* **Instruction**: Please copy out the stretch from the line containing "where the siding" through the line containing "top-left (0, 286), bottom-right (640, 426)", substituting "image" for "frame" and changing nothing else.

(Lines of data)
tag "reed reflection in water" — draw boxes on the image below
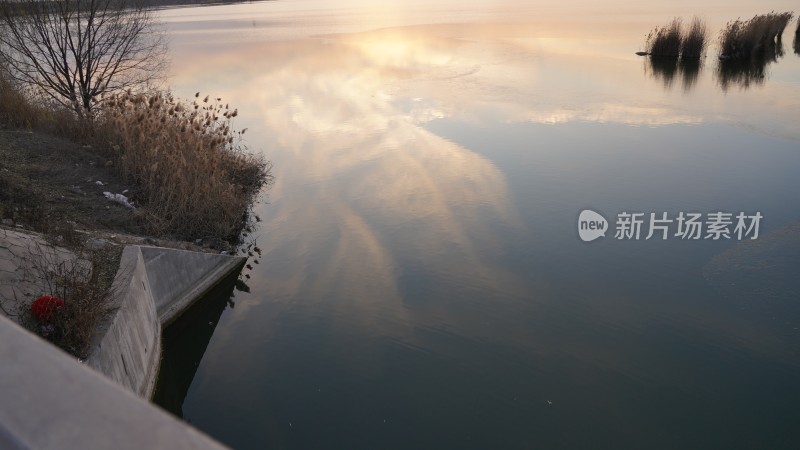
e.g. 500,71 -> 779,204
716,39 -> 785,91
644,56 -> 703,92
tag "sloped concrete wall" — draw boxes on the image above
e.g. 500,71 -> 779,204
86,246 -> 161,398
0,316 -> 225,450
86,245 -> 247,399
140,247 -> 247,326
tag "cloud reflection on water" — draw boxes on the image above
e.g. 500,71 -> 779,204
159,14 -> 797,342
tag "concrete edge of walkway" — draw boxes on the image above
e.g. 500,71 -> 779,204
0,246 -> 247,450
0,317 -> 225,450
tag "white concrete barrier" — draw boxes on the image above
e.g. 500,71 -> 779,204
0,317 -> 225,450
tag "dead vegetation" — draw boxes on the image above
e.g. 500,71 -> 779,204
719,11 -> 792,60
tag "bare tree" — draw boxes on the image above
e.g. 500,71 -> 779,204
0,0 -> 166,115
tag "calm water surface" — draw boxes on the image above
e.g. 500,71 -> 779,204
153,0 -> 800,449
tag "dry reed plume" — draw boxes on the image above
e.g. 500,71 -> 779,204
645,17 -> 682,57
719,12 -> 792,60
98,93 -> 270,240
681,17 -> 708,59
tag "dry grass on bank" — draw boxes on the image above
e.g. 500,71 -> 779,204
97,94 -> 270,240
681,17 -> 708,59
719,12 -> 792,59
645,18 -> 682,57
17,241 -> 121,359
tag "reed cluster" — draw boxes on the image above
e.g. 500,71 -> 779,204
719,12 -> 792,60
97,89 -> 270,240
645,18 -> 682,57
645,17 -> 708,59
681,17 -> 708,59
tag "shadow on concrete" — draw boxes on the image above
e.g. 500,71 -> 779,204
153,271 -> 240,418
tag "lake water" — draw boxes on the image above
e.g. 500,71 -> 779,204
152,0 -> 800,449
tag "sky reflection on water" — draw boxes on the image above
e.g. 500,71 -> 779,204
156,1 -> 800,448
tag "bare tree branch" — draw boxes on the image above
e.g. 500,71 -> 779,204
0,0 -> 166,115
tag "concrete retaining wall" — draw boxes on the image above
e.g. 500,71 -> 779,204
86,245 -> 246,399
0,316 -> 224,450
86,246 -> 161,398
0,246 -> 246,450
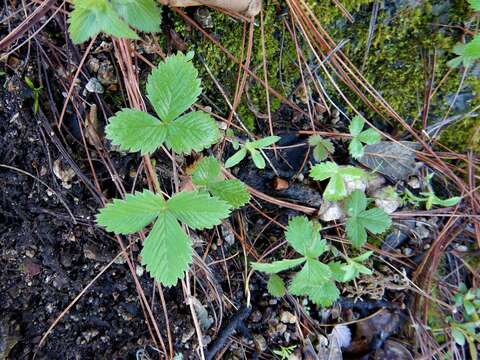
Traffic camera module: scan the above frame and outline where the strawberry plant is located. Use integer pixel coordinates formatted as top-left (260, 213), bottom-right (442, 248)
top-left (225, 136), bottom-right (280, 169)
top-left (348, 115), bottom-right (380, 159)
top-left (192, 156), bottom-right (250, 208)
top-left (68, 0), bottom-right (161, 44)
top-left (106, 53), bottom-right (220, 155)
top-left (310, 161), bottom-right (367, 201)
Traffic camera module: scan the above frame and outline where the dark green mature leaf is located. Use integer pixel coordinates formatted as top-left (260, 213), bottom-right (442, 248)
top-left (167, 191), bottom-right (230, 229)
top-left (267, 274), bottom-right (285, 297)
top-left (285, 216), bottom-right (327, 259)
top-left (105, 109), bottom-right (167, 155)
top-left (97, 190), bottom-right (166, 234)
top-left (140, 211), bottom-right (192, 286)
top-left (147, 53), bottom-right (202, 121)
top-left (165, 111), bottom-right (220, 154)
top-left (346, 190), bottom-right (392, 247)
top-left (252, 258), bottom-right (306, 274)
top-left (110, 0), bottom-right (162, 32)
top-left (68, 0), bottom-right (138, 44)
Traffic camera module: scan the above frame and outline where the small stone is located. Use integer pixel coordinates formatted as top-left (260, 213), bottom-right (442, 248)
top-left (253, 335), bottom-right (267, 352)
top-left (280, 311), bottom-right (297, 324)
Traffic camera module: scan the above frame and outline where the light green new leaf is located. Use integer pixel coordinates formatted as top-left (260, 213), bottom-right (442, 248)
top-left (165, 111), bottom-right (220, 154)
top-left (140, 211), bottom-right (192, 286)
top-left (68, 0), bottom-right (138, 44)
top-left (105, 109), bottom-right (167, 155)
top-left (285, 216), bottom-right (327, 259)
top-left (308, 135), bottom-right (335, 162)
top-left (245, 136), bottom-right (280, 149)
top-left (225, 147), bottom-right (247, 169)
top-left (97, 190), bottom-right (165, 234)
top-left (267, 274), bottom-right (285, 297)
top-left (249, 149), bottom-right (267, 169)
top-left (207, 179), bottom-right (250, 208)
top-left (346, 190), bottom-right (392, 247)
top-left (147, 53), bottom-right (200, 121)
top-left (252, 258), bottom-right (306, 274)
top-left (111, 0), bottom-right (162, 32)
top-left (167, 191), bottom-right (230, 229)
top-left (192, 156), bottom-right (221, 186)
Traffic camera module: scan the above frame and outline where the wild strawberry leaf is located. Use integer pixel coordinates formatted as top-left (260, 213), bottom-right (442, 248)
top-left (140, 211), bottom-right (192, 286)
top-left (252, 258), bottom-right (306, 274)
top-left (105, 109), bottom-right (167, 155)
top-left (97, 190), bottom-right (165, 234)
top-left (167, 191), bottom-right (230, 229)
top-left (147, 52), bottom-right (200, 122)
top-left (110, 0), bottom-right (162, 32)
top-left (68, 0), bottom-right (138, 44)
top-left (346, 190), bottom-right (392, 247)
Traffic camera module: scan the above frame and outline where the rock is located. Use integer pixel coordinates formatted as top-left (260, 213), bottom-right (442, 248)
top-left (253, 335), bottom-right (267, 352)
top-left (280, 311), bottom-right (297, 324)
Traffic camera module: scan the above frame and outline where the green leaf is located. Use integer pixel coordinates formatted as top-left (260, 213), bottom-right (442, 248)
top-left (267, 274), bottom-right (285, 297)
top-left (245, 136), bottom-right (281, 149)
top-left (348, 115), bottom-right (365, 136)
top-left (288, 259), bottom-right (340, 306)
top-left (252, 258), bottom-right (306, 274)
top-left (225, 147), bottom-right (247, 169)
top-left (285, 216), bottom-right (327, 259)
top-left (97, 190), bottom-right (165, 234)
top-left (308, 135), bottom-right (335, 162)
top-left (346, 190), bottom-right (392, 247)
top-left (147, 53), bottom-right (200, 122)
top-left (105, 109), bottom-right (167, 155)
top-left (249, 149), bottom-right (266, 169)
top-left (140, 211), bottom-right (192, 286)
top-left (167, 191), bottom-right (230, 229)
top-left (166, 111), bottom-right (220, 154)
top-left (208, 179), bottom-right (250, 209)
top-left (192, 156), bottom-right (221, 186)
top-left (110, 0), bottom-right (162, 32)
top-left (68, 0), bottom-right (138, 44)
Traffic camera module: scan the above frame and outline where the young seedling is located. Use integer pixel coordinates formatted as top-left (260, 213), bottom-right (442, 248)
top-left (348, 115), bottom-right (380, 159)
top-left (106, 52), bottom-right (220, 155)
top-left (310, 161), bottom-right (367, 201)
top-left (346, 190), bottom-right (392, 247)
top-left (97, 190), bottom-right (230, 286)
top-left (192, 156), bottom-right (250, 209)
top-left (225, 136), bottom-right (280, 169)
top-left (308, 135), bottom-right (335, 162)
top-left (252, 216), bottom-right (340, 306)
top-left (68, 0), bottom-right (161, 44)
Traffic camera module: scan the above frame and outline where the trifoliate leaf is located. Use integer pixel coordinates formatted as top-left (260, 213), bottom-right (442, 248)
top-left (310, 161), bottom-right (366, 201)
top-left (348, 115), bottom-right (380, 159)
top-left (252, 258), bottom-right (306, 274)
top-left (285, 216), bottom-right (327, 259)
top-left (165, 111), bottom-right (220, 154)
top-left (308, 135), bottom-right (335, 162)
top-left (249, 149), bottom-right (266, 169)
top-left (207, 179), bottom-right (250, 208)
top-left (225, 147), bottom-right (247, 169)
top-left (267, 274), bottom-right (285, 297)
top-left (147, 53), bottom-right (200, 121)
top-left (288, 259), bottom-right (340, 306)
top-left (105, 109), bottom-right (167, 155)
top-left (167, 191), bottom-right (230, 229)
top-left (192, 156), bottom-right (221, 186)
top-left (68, 0), bottom-right (138, 44)
top-left (97, 190), bottom-right (165, 234)
top-left (110, 0), bottom-right (162, 32)
top-left (140, 211), bottom-right (192, 286)
top-left (346, 190), bottom-right (392, 247)
top-left (245, 136), bottom-right (280, 149)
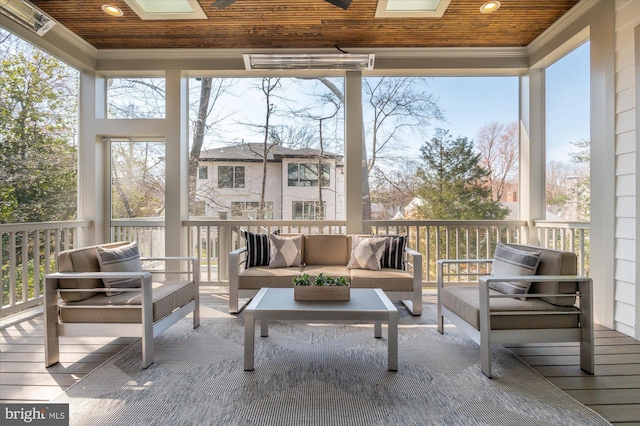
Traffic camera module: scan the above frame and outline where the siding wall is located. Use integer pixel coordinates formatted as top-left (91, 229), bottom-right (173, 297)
top-left (614, 0), bottom-right (640, 338)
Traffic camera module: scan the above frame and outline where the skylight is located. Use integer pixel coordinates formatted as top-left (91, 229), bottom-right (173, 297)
top-left (124, 0), bottom-right (207, 19)
top-left (376, 0), bottom-right (451, 18)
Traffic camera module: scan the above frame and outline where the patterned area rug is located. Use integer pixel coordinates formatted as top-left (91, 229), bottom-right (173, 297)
top-left (55, 298), bottom-right (609, 426)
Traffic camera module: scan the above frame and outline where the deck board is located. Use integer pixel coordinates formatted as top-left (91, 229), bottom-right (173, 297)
top-left (0, 286), bottom-right (640, 426)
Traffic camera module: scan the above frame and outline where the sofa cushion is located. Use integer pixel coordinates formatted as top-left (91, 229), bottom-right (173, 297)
top-left (304, 234), bottom-right (349, 265)
top-left (56, 242), bottom-right (128, 302)
top-left (60, 281), bottom-right (196, 323)
top-left (347, 236), bottom-right (385, 271)
top-left (489, 242), bottom-right (540, 294)
top-left (238, 266), bottom-right (302, 290)
top-left (269, 234), bottom-right (302, 268)
top-left (350, 268), bottom-right (413, 291)
top-left (441, 286), bottom-right (580, 330)
top-left (96, 242), bottom-right (142, 296)
top-left (509, 244), bottom-right (578, 306)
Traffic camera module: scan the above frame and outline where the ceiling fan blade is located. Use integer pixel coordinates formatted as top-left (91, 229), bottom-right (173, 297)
top-left (324, 0), bottom-right (352, 10)
top-left (211, 0), bottom-right (236, 9)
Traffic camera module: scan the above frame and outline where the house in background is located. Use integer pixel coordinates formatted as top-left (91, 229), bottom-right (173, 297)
top-left (196, 143), bottom-right (344, 220)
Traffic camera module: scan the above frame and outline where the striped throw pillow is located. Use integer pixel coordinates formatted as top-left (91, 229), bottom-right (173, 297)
top-left (96, 241), bottom-right (142, 296)
top-left (489, 242), bottom-right (541, 294)
top-left (379, 235), bottom-right (407, 271)
top-left (242, 231), bottom-right (269, 268)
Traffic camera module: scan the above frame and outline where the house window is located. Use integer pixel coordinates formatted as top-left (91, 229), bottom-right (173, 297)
top-left (231, 201), bottom-right (273, 219)
top-left (288, 163), bottom-right (330, 186)
top-left (291, 201), bottom-right (327, 220)
top-left (218, 166), bottom-right (244, 188)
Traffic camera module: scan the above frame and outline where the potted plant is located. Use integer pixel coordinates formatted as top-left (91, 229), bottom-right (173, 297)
top-left (292, 272), bottom-right (350, 300)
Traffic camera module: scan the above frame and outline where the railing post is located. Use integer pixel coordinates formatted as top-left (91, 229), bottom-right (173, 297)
top-left (218, 211), bottom-right (231, 281)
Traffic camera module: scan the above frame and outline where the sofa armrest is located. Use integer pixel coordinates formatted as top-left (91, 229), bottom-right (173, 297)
top-left (229, 246), bottom-right (247, 314)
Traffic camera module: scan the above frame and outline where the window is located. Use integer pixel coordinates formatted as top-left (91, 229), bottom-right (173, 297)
top-left (218, 166), bottom-right (244, 188)
top-left (231, 201), bottom-right (273, 220)
top-left (288, 163), bottom-right (330, 186)
top-left (291, 201), bottom-right (327, 220)
top-left (107, 78), bottom-right (166, 118)
top-left (545, 42), bottom-right (591, 221)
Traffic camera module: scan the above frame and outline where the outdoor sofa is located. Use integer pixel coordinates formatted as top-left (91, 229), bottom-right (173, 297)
top-left (44, 242), bottom-right (200, 368)
top-left (229, 233), bottom-right (422, 315)
top-left (438, 243), bottom-right (594, 377)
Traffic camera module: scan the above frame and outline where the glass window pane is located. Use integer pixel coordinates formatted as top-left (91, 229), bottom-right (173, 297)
top-left (107, 78), bottom-right (166, 118)
top-left (189, 77), bottom-right (345, 220)
top-left (234, 166), bottom-right (244, 188)
top-left (218, 166), bottom-right (233, 188)
top-left (545, 42), bottom-right (591, 221)
top-left (111, 141), bottom-right (165, 219)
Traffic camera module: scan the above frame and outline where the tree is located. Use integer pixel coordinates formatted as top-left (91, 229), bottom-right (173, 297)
top-left (0, 32), bottom-right (78, 223)
top-left (416, 129), bottom-right (508, 220)
top-left (476, 121), bottom-right (519, 201)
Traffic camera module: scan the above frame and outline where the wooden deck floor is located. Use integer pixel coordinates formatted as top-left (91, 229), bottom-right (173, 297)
top-left (0, 286), bottom-right (640, 425)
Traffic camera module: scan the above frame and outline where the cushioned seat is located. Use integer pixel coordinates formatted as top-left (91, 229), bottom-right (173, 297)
top-left (60, 281), bottom-right (196, 324)
top-left (442, 286), bottom-right (580, 330)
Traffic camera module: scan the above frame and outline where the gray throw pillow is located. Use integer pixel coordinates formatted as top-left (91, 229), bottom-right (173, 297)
top-left (269, 234), bottom-right (302, 268)
top-left (96, 241), bottom-right (142, 296)
top-left (347, 235), bottom-right (386, 271)
top-left (489, 242), bottom-right (541, 294)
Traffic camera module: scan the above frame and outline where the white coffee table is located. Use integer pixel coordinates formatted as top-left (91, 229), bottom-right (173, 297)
top-left (244, 288), bottom-right (398, 371)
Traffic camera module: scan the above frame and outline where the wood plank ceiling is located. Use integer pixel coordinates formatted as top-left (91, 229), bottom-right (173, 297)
top-left (31, 0), bottom-right (578, 53)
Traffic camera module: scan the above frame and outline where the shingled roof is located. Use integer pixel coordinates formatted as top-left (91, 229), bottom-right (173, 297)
top-left (200, 143), bottom-right (342, 162)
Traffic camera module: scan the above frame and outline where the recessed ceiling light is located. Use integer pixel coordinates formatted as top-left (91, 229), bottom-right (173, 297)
top-left (480, 0), bottom-right (500, 13)
top-left (102, 4), bottom-right (123, 16)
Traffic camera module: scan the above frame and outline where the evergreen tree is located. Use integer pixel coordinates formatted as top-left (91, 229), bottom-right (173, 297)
top-left (417, 129), bottom-right (509, 220)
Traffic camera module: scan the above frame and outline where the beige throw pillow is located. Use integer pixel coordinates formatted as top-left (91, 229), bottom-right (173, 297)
top-left (96, 241), bottom-right (142, 296)
top-left (269, 234), bottom-right (302, 268)
top-left (347, 235), bottom-right (386, 271)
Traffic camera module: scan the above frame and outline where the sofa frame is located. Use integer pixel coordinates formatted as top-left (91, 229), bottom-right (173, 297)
top-left (229, 236), bottom-right (422, 316)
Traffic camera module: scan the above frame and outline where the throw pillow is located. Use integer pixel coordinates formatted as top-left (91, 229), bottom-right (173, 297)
top-left (489, 242), bottom-right (541, 294)
top-left (242, 230), bottom-right (280, 268)
top-left (379, 235), bottom-right (407, 271)
top-left (269, 234), bottom-right (302, 268)
top-left (347, 236), bottom-right (385, 271)
top-left (96, 241), bottom-right (142, 296)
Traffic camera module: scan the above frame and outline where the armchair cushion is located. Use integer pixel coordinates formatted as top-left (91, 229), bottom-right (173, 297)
top-left (96, 241), bottom-right (142, 296)
top-left (489, 242), bottom-right (540, 294)
top-left (440, 286), bottom-right (580, 330)
top-left (509, 244), bottom-right (578, 306)
top-left (60, 281), bottom-right (196, 324)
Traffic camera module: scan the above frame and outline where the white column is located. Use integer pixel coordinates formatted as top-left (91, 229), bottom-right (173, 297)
top-left (589, 2), bottom-right (616, 328)
top-left (344, 71), bottom-right (364, 234)
top-left (78, 71), bottom-right (104, 245)
top-left (519, 68), bottom-right (546, 245)
top-left (165, 71), bottom-right (189, 256)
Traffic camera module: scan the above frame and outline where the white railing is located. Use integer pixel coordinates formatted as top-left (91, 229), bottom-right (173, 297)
top-left (0, 220), bottom-right (91, 317)
top-left (535, 220), bottom-right (591, 276)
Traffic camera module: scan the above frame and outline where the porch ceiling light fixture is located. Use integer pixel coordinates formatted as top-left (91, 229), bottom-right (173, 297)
top-left (242, 53), bottom-right (375, 71)
top-left (102, 4), bottom-right (124, 17)
top-left (0, 0), bottom-right (56, 36)
top-left (480, 0), bottom-right (500, 13)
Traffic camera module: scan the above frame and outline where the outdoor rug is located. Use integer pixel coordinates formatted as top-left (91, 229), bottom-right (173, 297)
top-left (54, 296), bottom-right (609, 426)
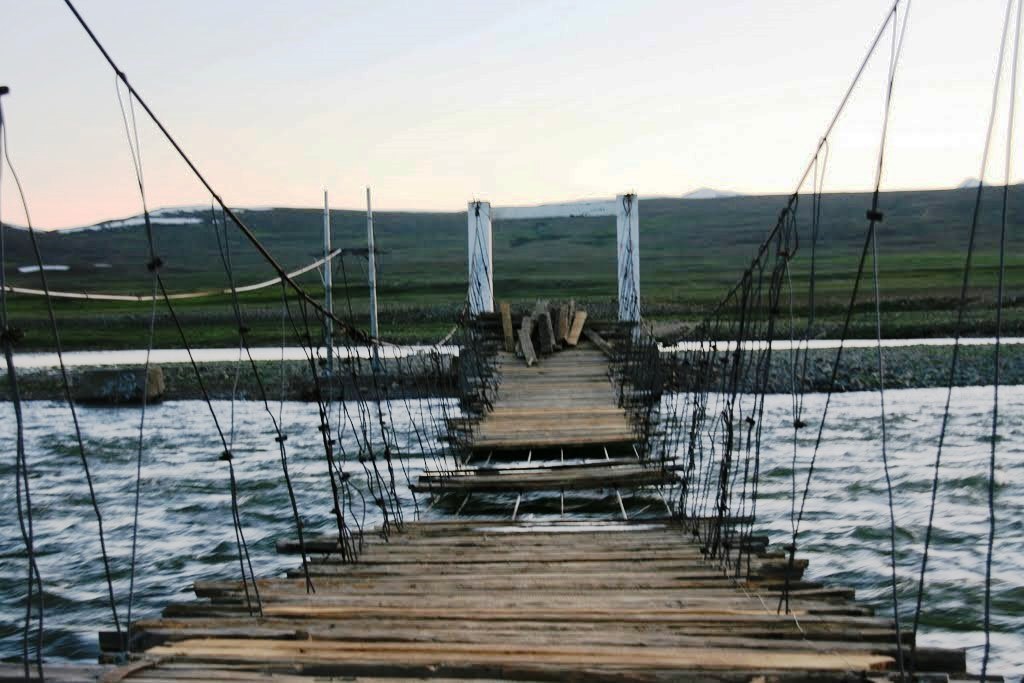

* **Final result**:
Traffic camera module: scan the above image and outline where the siding wall is located. Use integer pixel coordinates formatted as top-left (91, 229), bottom-right (173, 297)
top-left (614, 0), bottom-right (640, 338)
Traffic camera module: scan the above image and outline where the skylight is located. Use integer pixel coordinates formatted as top-left (91, 229), bottom-right (173, 297)
top-left (124, 0), bottom-right (207, 19)
top-left (376, 0), bottom-right (451, 18)
Traffic camera module: scan the above image and outline where the patterned area rug is located. Use integer pixel coordinates formatted as top-left (91, 229), bottom-right (173, 297)
top-left (55, 298), bottom-right (609, 426)
Traffic camera module: scan the above image and outline where the deck board is located. Use integer pixel coordinates formatted as top-left (91, 229), bottom-right (173, 297)
top-left (0, 286), bottom-right (640, 426)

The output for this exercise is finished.